* _WHAT IS BEING ASKED_
Copy out all of the data below word for word, keeping every line in its original order and form.

* _MATERIAL FOR THE TASK_
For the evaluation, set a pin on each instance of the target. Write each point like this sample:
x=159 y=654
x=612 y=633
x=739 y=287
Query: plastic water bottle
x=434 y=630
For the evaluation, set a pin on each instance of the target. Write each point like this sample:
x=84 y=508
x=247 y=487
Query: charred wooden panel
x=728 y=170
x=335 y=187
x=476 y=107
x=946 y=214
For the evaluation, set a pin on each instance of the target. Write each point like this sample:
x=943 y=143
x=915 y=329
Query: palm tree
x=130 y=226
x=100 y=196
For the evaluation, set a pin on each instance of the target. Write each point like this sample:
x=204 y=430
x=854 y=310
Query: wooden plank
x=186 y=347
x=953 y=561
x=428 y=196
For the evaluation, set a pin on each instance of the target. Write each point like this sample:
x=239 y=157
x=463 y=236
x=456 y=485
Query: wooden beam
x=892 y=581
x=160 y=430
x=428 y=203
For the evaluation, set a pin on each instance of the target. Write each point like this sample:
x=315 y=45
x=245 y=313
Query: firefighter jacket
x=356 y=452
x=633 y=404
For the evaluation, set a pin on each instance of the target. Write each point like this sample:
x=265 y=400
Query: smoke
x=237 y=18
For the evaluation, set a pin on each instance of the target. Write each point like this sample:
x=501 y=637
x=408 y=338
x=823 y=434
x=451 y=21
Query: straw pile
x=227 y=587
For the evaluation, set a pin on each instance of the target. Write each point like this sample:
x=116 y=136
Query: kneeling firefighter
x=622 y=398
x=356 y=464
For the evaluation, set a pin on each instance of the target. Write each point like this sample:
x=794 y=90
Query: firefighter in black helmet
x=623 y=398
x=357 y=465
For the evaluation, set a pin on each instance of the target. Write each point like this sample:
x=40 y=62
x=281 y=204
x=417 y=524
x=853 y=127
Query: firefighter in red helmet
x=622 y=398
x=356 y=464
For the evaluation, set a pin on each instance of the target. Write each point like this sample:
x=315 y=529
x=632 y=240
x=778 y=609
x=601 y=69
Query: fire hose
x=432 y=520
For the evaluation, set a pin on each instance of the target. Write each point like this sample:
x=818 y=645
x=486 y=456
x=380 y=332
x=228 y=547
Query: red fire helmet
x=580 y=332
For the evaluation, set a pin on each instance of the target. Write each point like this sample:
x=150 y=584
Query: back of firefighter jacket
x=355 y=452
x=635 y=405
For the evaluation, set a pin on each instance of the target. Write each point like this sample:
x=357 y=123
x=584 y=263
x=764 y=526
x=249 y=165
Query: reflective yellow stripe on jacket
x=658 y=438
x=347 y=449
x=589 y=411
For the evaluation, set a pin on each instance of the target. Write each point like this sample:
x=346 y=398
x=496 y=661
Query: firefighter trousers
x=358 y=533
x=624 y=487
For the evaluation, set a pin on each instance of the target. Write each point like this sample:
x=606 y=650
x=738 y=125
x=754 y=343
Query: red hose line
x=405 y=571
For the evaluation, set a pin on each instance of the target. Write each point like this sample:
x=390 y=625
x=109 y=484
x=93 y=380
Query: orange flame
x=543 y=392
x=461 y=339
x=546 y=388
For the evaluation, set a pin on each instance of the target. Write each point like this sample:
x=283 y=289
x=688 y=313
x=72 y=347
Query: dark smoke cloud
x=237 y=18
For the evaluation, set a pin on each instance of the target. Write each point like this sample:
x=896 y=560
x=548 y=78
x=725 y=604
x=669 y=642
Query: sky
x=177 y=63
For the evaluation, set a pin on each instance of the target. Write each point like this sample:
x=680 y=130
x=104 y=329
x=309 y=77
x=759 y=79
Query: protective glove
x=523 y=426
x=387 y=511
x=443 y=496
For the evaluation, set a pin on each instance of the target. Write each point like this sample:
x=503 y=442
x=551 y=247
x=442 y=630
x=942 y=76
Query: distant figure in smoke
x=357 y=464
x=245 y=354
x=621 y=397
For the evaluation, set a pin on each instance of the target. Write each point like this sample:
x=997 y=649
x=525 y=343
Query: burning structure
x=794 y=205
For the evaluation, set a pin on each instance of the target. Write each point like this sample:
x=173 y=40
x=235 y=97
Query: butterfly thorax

* _REPLY_
For the evaluation, set a pin on each instance of the target. Write each point like this sample:
x=159 y=654
x=612 y=633
x=739 y=287
Query: plastic water bottle
x=434 y=630
For the evaluation, set a pin on each instance of the target. Write each point like this sample:
x=84 y=508
x=247 y=487
Query: charred wooden panel
x=728 y=170
x=335 y=187
x=476 y=107
x=946 y=214
For the evaluation, set a pin on each instance of the target. Write each point like this sample:
x=943 y=143
x=915 y=329
Query: palm tree
x=130 y=226
x=100 y=196
For the evaluation, set a pin on each instance of the target. Write each point like this sample:
x=204 y=430
x=854 y=310
Query: wooden plank
x=186 y=347
x=953 y=561
x=428 y=196
For the evaluation, set a pin on each instance of the target. Write each point like this sample:
x=239 y=157
x=463 y=236
x=456 y=485
Query: wooden beam
x=892 y=581
x=160 y=430
x=428 y=203
For the evaluation, set a pin on each instance of the target. Write each point like this sample:
x=315 y=45
x=245 y=313
Query: firefighter jacket
x=356 y=452
x=633 y=404
For the evaluation, set a pin on each instance of the target. Write each point like this sample:
x=265 y=400
Query: smoke
x=237 y=18
For the evaluation, set a pin on each instance of the target. Write each point like this sample:
x=501 y=637
x=408 y=338
x=823 y=434
x=451 y=21
Query: straw pile
x=227 y=587
For the evaluation, set a pin on each instance of the target. Write each point like this sample:
x=116 y=136
Query: kneeling firefighter
x=622 y=398
x=356 y=464
For the evaluation, set a pin on each instance of the target. Write each point like this sample:
x=794 y=90
Query: firefighter in black helmet
x=623 y=398
x=357 y=465
For the evaluation, set a pin on each instance of the target. Write each point like this sample:
x=40 y=62
x=281 y=204
x=417 y=524
x=853 y=127
Query: firefighter in red helmet
x=622 y=398
x=356 y=464
For the evaluation, set a pin on each instance of the target. Write each point like this sample:
x=315 y=529
x=632 y=240
x=778 y=609
x=601 y=69
Query: fire hose
x=432 y=520
For the evaluation, set a pin on each instance of the target. Write each point like this sample:
x=818 y=645
x=486 y=456
x=380 y=332
x=228 y=547
Query: red fire helmet
x=580 y=332
For the evaluation, set a pin on each instance of the target. Write each point like this sample:
x=150 y=584
Query: back of firefighter jacket
x=355 y=452
x=635 y=405
For the evaluation, set a pin on each instance of the target. Write each point like this sample:
x=357 y=123
x=584 y=263
x=764 y=526
x=249 y=165
Query: reflective yellow stripe on jacket
x=658 y=438
x=347 y=449
x=589 y=411
For the evaluation, set a pin on each instance of the target. Write each point like this sample:
x=346 y=398
x=496 y=661
Query: firefighter trousers
x=358 y=533
x=624 y=487
For the evaluation, set a pin on each instance of the target. Write each point like this sample:
x=606 y=650
x=738 y=125
x=754 y=343
Query: red hose line
x=405 y=571
For the evaluation, set a pin on each instance of the target. Write each point like this sample:
x=390 y=625
x=109 y=484
x=93 y=380
Query: orange flame
x=543 y=392
x=461 y=339
x=546 y=388
For the evaluation, set a pin on each instance of the target. Write each point like this sample:
x=283 y=289
x=688 y=313
x=72 y=347
Query: dark smoke cloud
x=237 y=18
For the evaluation, set a pin on each instance of the target. Write each point like this sample:
x=896 y=560
x=548 y=78
x=725 y=604
x=669 y=642
Query: sky
x=177 y=63
For the evaluation, set a pin on each instance of the target. Write each point like this sample:
x=680 y=130
x=104 y=329
x=309 y=77
x=759 y=79
Query: protective glove
x=523 y=426
x=387 y=511
x=443 y=496
For the evaluation, set a pin on each instance of the target. Write each point like this sample:
x=503 y=442
x=551 y=247
x=442 y=630
x=942 y=76
Query: distant figure in smoke
x=357 y=464
x=245 y=354
x=621 y=397
For the evaluation, set a pin on each instance of the target. Write each point like this sample:
x=997 y=649
x=525 y=343
Query: burning structure
x=794 y=205
For the evaluation, set a pin on each instance of the target. Write each point like this sample:
x=173 y=40
x=235 y=97
Query: butterfly thorax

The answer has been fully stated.